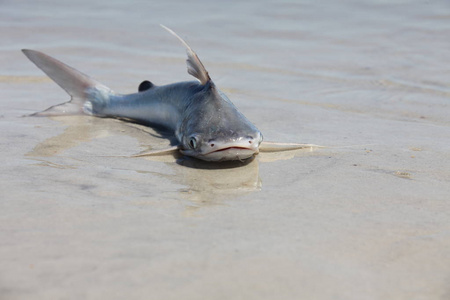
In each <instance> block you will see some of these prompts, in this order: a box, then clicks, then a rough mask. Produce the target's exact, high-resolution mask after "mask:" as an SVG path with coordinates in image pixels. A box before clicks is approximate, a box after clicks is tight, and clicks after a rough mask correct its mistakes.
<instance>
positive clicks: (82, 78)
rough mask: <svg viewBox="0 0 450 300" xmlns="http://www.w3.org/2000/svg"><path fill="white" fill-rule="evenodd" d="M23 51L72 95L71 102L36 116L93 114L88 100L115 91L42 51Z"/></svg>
mask: <svg viewBox="0 0 450 300" xmlns="http://www.w3.org/2000/svg"><path fill="white" fill-rule="evenodd" d="M22 52H23V53H24V54H25V55H26V56H27V57H28V58H29V59H30V60H31V61H32V62H33V63H34V64H35V65H36V66H38V67H39V68H40V69H41V70H42V71H44V73H45V74H47V75H48V76H49V77H50V78H51V79H52V80H53V81H54V82H56V83H57V84H58V85H59V86H60V87H62V88H63V89H64V90H65V91H66V92H67V93H68V94H69V95H70V96H71V99H70V101H69V102H65V103H62V104H59V105H55V106H52V107H50V108H48V109H46V110H44V111H42V112H38V113H35V114H33V115H35V116H54V115H76V114H83V113H88V114H91V113H92V104H91V103H87V102H88V101H89V100H91V101H92V100H94V99H90V98H91V97H92V95H95V94H97V95H98V94H99V92H100V94H103V95H105V94H110V93H113V92H112V91H111V90H110V89H109V88H108V87H106V86H104V85H103V84H101V83H99V82H98V81H96V80H94V79H92V78H90V77H89V76H87V75H85V74H83V73H81V72H80V71H78V70H76V69H74V68H72V67H70V66H68V65H66V64H64V63H62V62H60V61H59V60H57V59H54V58H53V57H50V56H48V55H46V54H44V53H42V52H39V51H35V50H28V49H23V50H22ZM86 104H88V105H86Z"/></svg>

☆ ☆ ☆ ☆ ☆ ☆ ☆

- [Exercise description]: Copy out all of the data above verbatim, leaving out the pictures.

- [Response]:
In each <instance> block you will see some of these prompts, in this order: a box, then clicks, then a rough mask. Produce the target's exact, high-resolution mask after "mask:" as an SVG path with coordinates in image pixels. A box before clicks is approximate, a box after clicks is tight, and clicks after a rough mask correct its mistakes.
<instance>
positive clicks: (82, 78)
rough mask: <svg viewBox="0 0 450 300" xmlns="http://www.w3.org/2000/svg"><path fill="white" fill-rule="evenodd" d="M23 51L72 95L71 102L36 116L93 114L88 100L115 91L42 51Z"/></svg>
mask: <svg viewBox="0 0 450 300" xmlns="http://www.w3.org/2000/svg"><path fill="white" fill-rule="evenodd" d="M22 52H23V53H24V54H25V55H26V56H27V57H28V58H29V59H30V60H31V61H32V62H33V63H34V64H35V65H36V66H38V67H39V68H40V69H41V70H42V71H44V73H45V74H47V75H48V76H49V77H50V78H51V79H52V80H53V81H54V82H56V83H57V84H58V85H59V86H60V87H62V88H63V89H64V90H65V91H66V92H67V93H68V94H69V95H70V96H71V99H70V101H69V102H65V103H62V104H59V105H55V106H52V107H50V108H48V109H46V110H44V111H42V112H38V113H35V114H33V115H35V116H54V115H76V114H83V113H88V114H91V113H92V104H91V103H87V102H88V101H89V100H91V101H92V100H94V99H90V98H91V97H92V95H95V94H97V95H98V94H99V92H100V94H103V95H105V94H110V93H113V92H112V91H111V90H110V89H109V88H108V87H106V86H104V85H103V84H101V83H99V82H98V81H96V80H94V79H92V78H90V77H89V76H87V75H85V74H83V73H81V72H80V71H78V70H76V69H74V68H72V67H70V66H68V65H66V64H64V63H62V62H60V61H59V60H57V59H54V58H53V57H50V56H48V55H46V54H44V53H42V52H39V51H35V50H28V49H23V50H22ZM86 104H88V105H86Z"/></svg>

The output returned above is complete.